**给定任务 1**.
将下面这篇反射型DLL注入摘录中从“解密shellcode，这里使用的是AES解密”起到“Win32 and WinRT.”止的内容（首尾均包括在内）逐字重新誊写一遍。

反射型DLL注入

常规DLL注入

磁盘读取dll到数组 -> 将payload数组写入目标内存 -> 在目标内存中找到LoadLibraryW -> 通过CreateRemoteThread调用LoadLibraryW函数，参数为dll在内存中的地址

但这样的操作会多次触碰到AV的报毒点，所以我们引入了反射型DLL注入技术

反射型DLL实现思路

1. 有A线程向B线程写入dll
2. 调用B线程的embedded bootstrapper code
3. 通过bootstrapper shellcode调用dll的导出函数reflective loader

reflective loader实际上是一个自己实现的LoadLibraryW函数，从内存中找到我们写入的dll并修复使其成为可以被正常使用的pe文件，最后调用DLLmain实现我们的恶意功能

但随着AV的进步，这种远程进程、线程注入的方式，也是难以bypass的，而且我们不需要bootstrapper shellcode这个部分，所以我们可以直接在加载部分算出reflective loader在内存中的地址，直接调用

具体实现

大体思路

ReflectiveDLL_Sektor7

来看其中的代码

AESDecrypt((char*)payload, payload_len, (char*)key, sizeof(key));

解密shellcode，这里使用的是AES解密

DWORD GetReflectiveLoaderOffset(VOID* lpReflectiveDllBuffer)
{
	UINT_PTR uiBaseAddress = 0;
	UINT_PTR uiExportDir = 0;
	UINT_PTR uiNameArray = 0;
	UINT_PTR uiAddressArray = 0;
	UINT_PTR uiNameOrdinals = 0;
	DWORD dwCounter = 0;
#ifdef WIN_X64
	DWORD dwCompiledArch = 2;
#else
	// This will catch Win32 and WinRT.
	DWORD dwCompiledArch = 1;
#endif

	uiBaseAddress = (UINT_PTR)lpReflectiveDllBuffer;

	// get the File Offset of the modules NT Header
	uiExportDir = uiBaseAddress + ((PIMAGE_DOS_HEADER)uiBaseAddress)->e_lfanew;

	// currenlty we can only process a PE file which is the same type as the one this fuction has  
	// been compiled as, due to various offset in the PE structures being defined at compile time.
	if (((PIMAGE_NT_HEADERS)uiExportDir)->OptionalHeader.Magic == 0x010B) // PE32
	{
		if (dwCompiledArch != 1)

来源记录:
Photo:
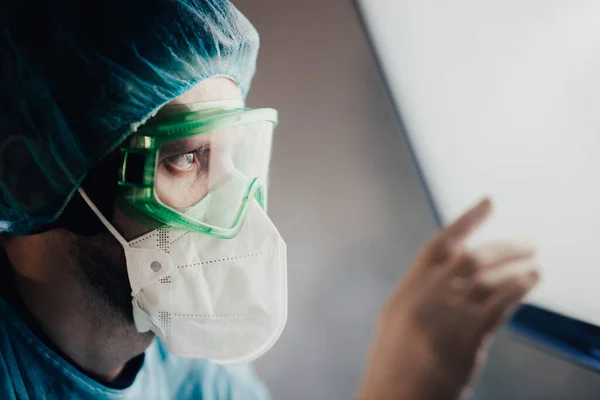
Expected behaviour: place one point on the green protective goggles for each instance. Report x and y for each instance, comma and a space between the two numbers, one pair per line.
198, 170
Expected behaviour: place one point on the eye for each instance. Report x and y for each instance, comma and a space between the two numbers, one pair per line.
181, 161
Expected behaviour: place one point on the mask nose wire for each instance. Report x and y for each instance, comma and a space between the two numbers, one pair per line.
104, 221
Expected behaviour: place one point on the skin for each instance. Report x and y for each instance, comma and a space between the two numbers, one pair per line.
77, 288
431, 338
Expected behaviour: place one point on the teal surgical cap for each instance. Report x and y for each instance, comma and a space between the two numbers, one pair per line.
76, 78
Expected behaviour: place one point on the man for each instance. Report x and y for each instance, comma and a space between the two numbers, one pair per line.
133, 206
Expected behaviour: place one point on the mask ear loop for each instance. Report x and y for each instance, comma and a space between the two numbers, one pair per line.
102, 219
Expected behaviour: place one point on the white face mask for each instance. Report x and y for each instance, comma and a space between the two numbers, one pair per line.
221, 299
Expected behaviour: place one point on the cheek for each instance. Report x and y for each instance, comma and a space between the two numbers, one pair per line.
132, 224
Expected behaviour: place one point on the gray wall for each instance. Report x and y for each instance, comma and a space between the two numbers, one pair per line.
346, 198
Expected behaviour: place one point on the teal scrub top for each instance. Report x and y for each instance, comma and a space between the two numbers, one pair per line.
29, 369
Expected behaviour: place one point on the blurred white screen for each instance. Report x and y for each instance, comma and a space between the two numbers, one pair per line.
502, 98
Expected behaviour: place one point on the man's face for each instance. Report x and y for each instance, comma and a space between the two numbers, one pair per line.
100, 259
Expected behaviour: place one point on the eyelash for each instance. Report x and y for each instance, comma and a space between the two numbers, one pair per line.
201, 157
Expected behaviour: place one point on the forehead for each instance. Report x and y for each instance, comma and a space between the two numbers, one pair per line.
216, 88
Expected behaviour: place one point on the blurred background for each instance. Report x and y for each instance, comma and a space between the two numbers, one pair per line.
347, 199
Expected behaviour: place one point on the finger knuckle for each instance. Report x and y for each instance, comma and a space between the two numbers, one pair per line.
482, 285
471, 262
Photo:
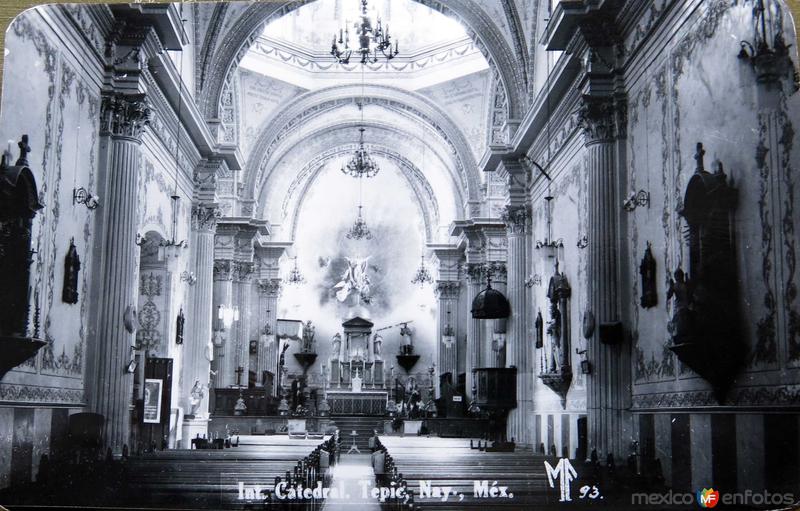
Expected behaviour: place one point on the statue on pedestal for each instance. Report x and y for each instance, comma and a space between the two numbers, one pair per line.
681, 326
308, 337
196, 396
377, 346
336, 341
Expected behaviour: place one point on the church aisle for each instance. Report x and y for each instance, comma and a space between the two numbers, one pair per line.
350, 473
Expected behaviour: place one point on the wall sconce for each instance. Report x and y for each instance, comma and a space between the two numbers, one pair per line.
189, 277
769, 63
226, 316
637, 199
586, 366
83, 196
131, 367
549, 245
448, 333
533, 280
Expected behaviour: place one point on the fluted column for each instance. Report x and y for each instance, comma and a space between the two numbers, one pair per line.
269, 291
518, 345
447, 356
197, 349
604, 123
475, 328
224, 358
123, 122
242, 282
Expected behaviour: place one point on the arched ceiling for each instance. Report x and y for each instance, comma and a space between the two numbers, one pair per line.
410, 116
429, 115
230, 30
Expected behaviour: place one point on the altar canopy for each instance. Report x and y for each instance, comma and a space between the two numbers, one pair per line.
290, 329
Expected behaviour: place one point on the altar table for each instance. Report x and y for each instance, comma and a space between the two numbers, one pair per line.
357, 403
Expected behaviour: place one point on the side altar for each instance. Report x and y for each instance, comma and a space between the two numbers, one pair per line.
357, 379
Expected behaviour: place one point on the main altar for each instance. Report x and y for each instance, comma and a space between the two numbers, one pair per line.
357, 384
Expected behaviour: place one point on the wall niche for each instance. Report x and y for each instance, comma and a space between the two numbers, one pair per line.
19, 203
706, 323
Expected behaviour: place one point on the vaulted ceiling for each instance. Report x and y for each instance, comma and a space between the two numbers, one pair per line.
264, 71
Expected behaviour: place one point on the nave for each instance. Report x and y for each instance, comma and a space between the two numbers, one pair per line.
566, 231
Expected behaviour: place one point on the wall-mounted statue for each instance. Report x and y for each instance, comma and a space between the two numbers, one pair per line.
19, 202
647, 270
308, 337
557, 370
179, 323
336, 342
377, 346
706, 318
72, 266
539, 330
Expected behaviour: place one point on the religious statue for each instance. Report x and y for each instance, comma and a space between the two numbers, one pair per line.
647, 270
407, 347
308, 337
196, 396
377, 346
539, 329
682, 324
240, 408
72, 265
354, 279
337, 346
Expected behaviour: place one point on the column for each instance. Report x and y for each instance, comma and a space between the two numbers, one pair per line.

**给定任务 2**.
筛选上面的记录，把含有字符串“face”的每一行都照原样抄出来。

**输出结果 1**.
解密shellcode，这里使用的是AES解密

DWORD GetReflectiveLoaderOffset(VOID* lpReflectiveDllBuffer)
{
	UINT_PTR uiBaseAddress = 0;
	UINT_PTR uiExportDir = 0;
	UINT_PTR uiNameArray = 0;
	UINT_PTR uiAddressArray = 0;
	UINT_PTR uiNameOrdinals = 0;
	DWORD dwCounter = 0;
#ifdef WIN_X64
	DWORD dwCompiledArch = 2;
#else
	// This will catch Win32 and WinRT.

**输出结果 2**.
Expected behaviour: place one point on the white face mask for each instance. Report x and y for each instance, comma and a space between the two numbers, one pair per line.
Expected behaviour: place one point on the man's face for each instance. Report x and y for each instance, comma and a space between the two numbers, one pair per line.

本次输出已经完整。